*Study text*.
The anxiety doesn’t stop after infancy. We live in a sick world. One where you have to keep your child next to you in all public places. You begin to drill scenarios into their head by teaching them not to talk to strangers and to always look both ways before crossing the street. That evolves into discussions about friends and bullies, cars, dances, dating, college, money, etc. This continues, even when your children are grown and restart this cycle with a child of their own.
My fears underwent reconstruction with Cailyn’s diagnosis. She didn’t understand the concept of a stranger and, at the time, couldn’t cry for help even if she did. In the news, we were beginning to see stories of teachers joining with bullies in abuse of children with Autism. We began living with the reality that Cailyn may live her entire life with a different aptitude for the world around her. I resigned myself to this possibility and decided to dedicate myself to taking care of her and making her life as happy as possible. That’s when the real fear rose up in my mind. Someday, I would die. Cailyn would be without me. She may not have anyone to protect her, provide for her, love her, or understand just how awesome and beautiful she is. This became my biggest fear and the subject of many of my prayers.

*Task details*. From the text about a parent's fears for a child with Autism, output the passage that begins at the words "The anxiety doesn’t" and stops after the words "of their own.", copied word for word. None of the material that comes after this text is required.

(Collected data entries)
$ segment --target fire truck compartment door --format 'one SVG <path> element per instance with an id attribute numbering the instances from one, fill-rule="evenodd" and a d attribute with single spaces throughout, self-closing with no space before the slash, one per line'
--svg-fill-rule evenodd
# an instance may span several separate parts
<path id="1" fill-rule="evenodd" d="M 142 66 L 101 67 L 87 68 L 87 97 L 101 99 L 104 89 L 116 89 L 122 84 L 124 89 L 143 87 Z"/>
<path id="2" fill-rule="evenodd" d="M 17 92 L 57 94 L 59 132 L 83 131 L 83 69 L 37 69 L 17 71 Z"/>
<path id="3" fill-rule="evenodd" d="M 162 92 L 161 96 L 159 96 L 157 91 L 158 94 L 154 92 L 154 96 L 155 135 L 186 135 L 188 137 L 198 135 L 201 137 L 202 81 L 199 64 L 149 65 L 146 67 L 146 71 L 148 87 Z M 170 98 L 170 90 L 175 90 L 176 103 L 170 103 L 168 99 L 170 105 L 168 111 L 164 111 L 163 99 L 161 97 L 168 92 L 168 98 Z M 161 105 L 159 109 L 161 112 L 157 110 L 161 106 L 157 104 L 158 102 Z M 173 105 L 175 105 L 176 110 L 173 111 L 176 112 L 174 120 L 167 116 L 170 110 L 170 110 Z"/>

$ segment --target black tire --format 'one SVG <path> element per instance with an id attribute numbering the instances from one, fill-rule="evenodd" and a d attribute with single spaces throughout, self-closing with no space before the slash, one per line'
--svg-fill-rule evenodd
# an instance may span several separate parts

*Reply*.
The anxiety doesn’t stop after infancy. We live in a sick world. One where you have to keep your child next to you in all public places. You begin to drill scenarios into their head by teaching them not to talk to strangers and to always look both ways before crossing the street. That evolves into discussions about friends and bullies, cars, dances, dating, college, money, etc. This continues, even when your children are grown and restart this cycle with a child of their own.